Reading this story, I feel like I am at one of those old drive-in movies shows during the seventies, where the movies were terrible, but at the same time Dotti and I had a good laugh over it. I wonder what absurdity Mr. Dreyfuss will try and lay on me next. :) Naturally the advanced society once again unfreezes the would be suicides, and their story continues. How it will end remains to be seen. It is probably the humorous aspect of the story line that keeps me going past all the silly political clichés of 1970, and the strange twists of reason that pop up. Whenever we stop at a store where Dotti needs to run in and do some shopping, I grab the book and read a couple more chapters. I am most of the way through it, and will probably finish it this coming week.

I finished the Perry Mason book, The Case of the Velvet Claws. It was a pretty wild ride, with Mason turning on his client and getting her arrested for murder, because she was trying to get him implicated in the crime. Then, once he got her safely out the way in jail, he set about getting her acquitted, and of course finding the real murderer. According to the book’s dust jacket, it was the first Perry Mason novel, and you can tell that Erle Stanley Gardner put a lot of work into making it complex and exciting.

I picked up a couple of books this week at Border’s Books, and have started reading them. The first is Cataclysms on the Columbia by John Eliot Allen, Marjorie Burns, and Sam C. Sargent, published by Timber Press in 1986. The book is subtitled A Layman’s Guide to the Features Produced by the Catastrophic Bretz Floods in the Pacific Northwest. I got about halfway through the book the first night. This included the narrative portion, as well as the scientific discussion of what was involved in the “Bretz Floods” (aka “The Spokane Floods”), and the efforts it took by Bretz to convince the geological world that there had been a cataclysm that was unprecedented anywhere else in the world. The remainder of the book goes through the path of the floods piece by piece, showing photos and maps, with descriptions. I look forward to finishing that section of the book.

> ENTRIES SUPPLIED
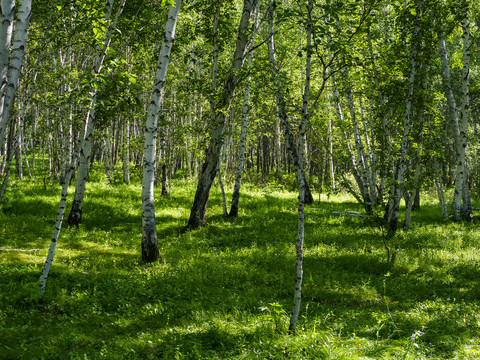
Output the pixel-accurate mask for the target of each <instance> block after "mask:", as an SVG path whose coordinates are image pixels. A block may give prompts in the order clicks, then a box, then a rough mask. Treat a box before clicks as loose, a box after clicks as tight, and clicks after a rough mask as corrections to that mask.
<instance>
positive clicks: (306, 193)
mask: <svg viewBox="0 0 480 360" xmlns="http://www.w3.org/2000/svg"><path fill="white" fill-rule="evenodd" d="M274 7H275V0H270V10H269V11H270V14H269V23H270V25H269V28H270V31H269V37H268V55H269V59H270V64H271V67H272V72H273V76H274V78H275V81H276V83H277V84H276V85H277V94H276V95H277V110H278V116H279V117H280V121H281V124H282V128H283V133H284V135H285V139H286V147H287V152H288V156H289V160H290V162H291V163H292V165H293V171H294V172H295V173H297V172H298V161H299V159H298V152H297V149H296V146H295V139H294V137H293V134H292V131H291V129H290V122H289V121H288V115H287V110H286V101H285V96H284V90H283V83H282V80H281V78H280V76H279V69H278V65H277V59H276V54H275V41H274V38H273V35H274V30H273V11H274ZM304 175H305V174H304ZM304 182H305V204H313V202H314V200H313V196H312V192H311V191H310V186H309V185H308V182H307V181H306V179H304Z"/></svg>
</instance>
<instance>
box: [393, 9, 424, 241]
mask: <svg viewBox="0 0 480 360" xmlns="http://www.w3.org/2000/svg"><path fill="white" fill-rule="evenodd" d="M421 4H422V2H421V1H420V2H419V4H418V6H417V9H416V11H417V15H416V20H415V29H414V33H413V38H412V42H413V43H412V56H411V62H410V66H411V69H410V77H409V80H408V94H407V102H406V105H405V118H404V121H403V135H402V142H401V145H400V158H399V160H398V164H397V171H396V173H397V174H396V185H395V187H394V190H393V194H392V205H391V213H390V214H391V215H390V217H389V229H388V230H389V234H390V235H391V236H393V235H394V234H395V232H396V231H397V225H398V213H399V210H400V200H401V198H402V188H403V187H404V185H405V169H406V160H407V151H408V148H409V146H408V145H409V141H408V138H409V134H410V128H411V126H412V119H411V117H412V101H413V90H414V83H415V74H416V67H417V42H418V39H417V35H418V27H419V25H418V24H419V18H420V11H421ZM389 211H390V209H389Z"/></svg>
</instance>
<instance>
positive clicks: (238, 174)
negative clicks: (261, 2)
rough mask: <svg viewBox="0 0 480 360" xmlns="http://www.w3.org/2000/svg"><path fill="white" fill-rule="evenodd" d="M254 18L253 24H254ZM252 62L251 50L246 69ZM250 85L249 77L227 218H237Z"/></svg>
mask: <svg viewBox="0 0 480 360" xmlns="http://www.w3.org/2000/svg"><path fill="white" fill-rule="evenodd" d="M256 23H257V22H256V18H255V21H254V24H256ZM254 44H255V36H253V38H252V40H251V43H250V46H249V48H253V46H254ZM252 61H253V49H252V50H251V51H250V53H249V55H248V67H249V68H251V67H252ZM250 84H251V76H249V77H248V78H247V80H246V82H245V88H244V90H243V91H244V97H243V111H242V125H241V130H240V146H239V148H238V159H237V167H236V170H235V185H234V186H233V194H232V203H231V205H230V212H229V214H228V215H229V216H233V217H237V216H238V203H239V200H240V186H241V183H242V171H243V163H244V159H245V149H246V147H247V126H248V113H249V109H250Z"/></svg>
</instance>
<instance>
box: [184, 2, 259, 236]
mask: <svg viewBox="0 0 480 360" xmlns="http://www.w3.org/2000/svg"><path fill="white" fill-rule="evenodd" d="M258 2H259V0H244V4H243V11H242V17H241V19H240V24H239V27H238V37H237V42H236V45H235V53H234V56H233V61H232V66H231V71H230V74H229V75H228V77H227V79H226V81H225V82H224V85H223V89H222V93H221V94H220V99H219V100H218V102H217V103H216V106H215V109H216V111H215V121H214V122H213V124H212V129H211V138H210V142H209V146H208V148H207V149H206V155H205V162H204V163H203V166H202V169H201V172H200V176H199V179H198V184H197V190H196V192H195V198H194V200H193V205H192V209H191V211H190V218H189V220H188V226H190V227H192V228H198V227H200V226H201V225H203V224H204V223H205V221H206V211H207V203H208V198H209V195H210V189H211V187H212V183H213V180H214V178H215V175H216V173H217V166H218V161H219V156H220V150H221V147H222V143H223V135H224V132H225V126H226V116H227V115H226V113H227V112H228V108H229V107H230V103H231V101H232V99H233V94H234V92H235V88H236V87H237V85H238V82H239V81H240V79H239V72H240V70H241V69H242V67H243V63H244V60H245V50H246V47H247V44H248V34H247V30H248V28H249V22H250V16H251V14H252V12H253V10H254V9H255V8H256V6H257V4H258Z"/></svg>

> PROBLEM TO SOLVE
Pick up the reading notes on recent books from their last sentence above and continue them.

> THE ANSWER
The Bretz Floods consisted of the release of about 400 cubic miles of water in about a week’s time. For a short period of time the water flowed at a rate of over 9 cubic miles an our from the ancient, glacier-created “Lake Missoula.” The water poured over what is now Spokane, Washington, covering the area with 500 feet of water. It then proceeded to rip across eastern Washington creating the coulees and scablands that are impossible to miss for anyone driving through that area. The water tore through the Columbia River Gorge ripping out the walls, and leaving streams that had once flowed gently down to the Columbia river, hanging hundreds of feet in the air, now forced to drop their water down the cliffs created by the “washout.” The water moved through at 500 to 700 feet high, and sped along at nearly 60 miles per hour. Its effects are clearly visible in the Columbia Gorge, especially on the east end where vegetation is nearly nonexistent. When it hit the Portland/Vancouver basin, it filled the Willamette Valley clear to Eugene, most places reaching 400 feet in depth, and it created a lake that stretched from Rocky Butte in Portland, almost all the way to Albany, Oregon, that was 200 feet deep, and larger than the San Francisco Bay. The huge lake created wave marks on the mountainsides around it that are still visible today.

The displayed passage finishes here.